**EXCERPT**:
[Start of section]

The paper this article is based on is quite old already, and many problems with Crabtree's arguments have been pointed out.

Here's some reading material: http://www.guardian.co.uk/science/grrlscientist/2012/nov/14/...

And there's the last HN-thread with a lot of debunking going on: https://news.ycombinator.com/item?id=4818441

And of course, the Flynn effect completely contradicts this, mostly because the Flynn effect is actually based on data (IQ-tests in this case) and not just assumptions like Crabtree did it.

There was literally zero stated evidence for this in the article. He mentions that intelligence is 'genetically fragile', then promotes the idea that because we don't live in hostile environments any more, that those 'fragile genetics' must be going away, and we are therefore less intelligent.

Paradoxically, though, this 'Stanford geneticist' seems to be evidence for his own findings.

[End of section]

**INFORMATION**:
[Start of section]

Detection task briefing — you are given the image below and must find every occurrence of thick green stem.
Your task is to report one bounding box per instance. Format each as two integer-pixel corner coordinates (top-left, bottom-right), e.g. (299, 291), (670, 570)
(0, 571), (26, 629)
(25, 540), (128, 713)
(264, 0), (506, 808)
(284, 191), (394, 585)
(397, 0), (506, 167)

[End of section]

**PROBLEM STATEMENT**:
Print the comment on Crabtree's claims word for word, from "Here's some reading" to "Crabtree did it.". The entries aren't needed for this.

**ANSWER SPACE**:
Here's some reading material: http://www.guardian.co.uk/science/grrlscientist/2012/nov/14/...

And there's the last HN-thread with a lot of debunking going on: https://news.ycombinator.com/item?id=4818441

And of course, the Flynn effect completely contradicts this, mostly because the Flynn effect is actually based on data (IQ-tests in this case) and not just assumptions like Crabtree did it.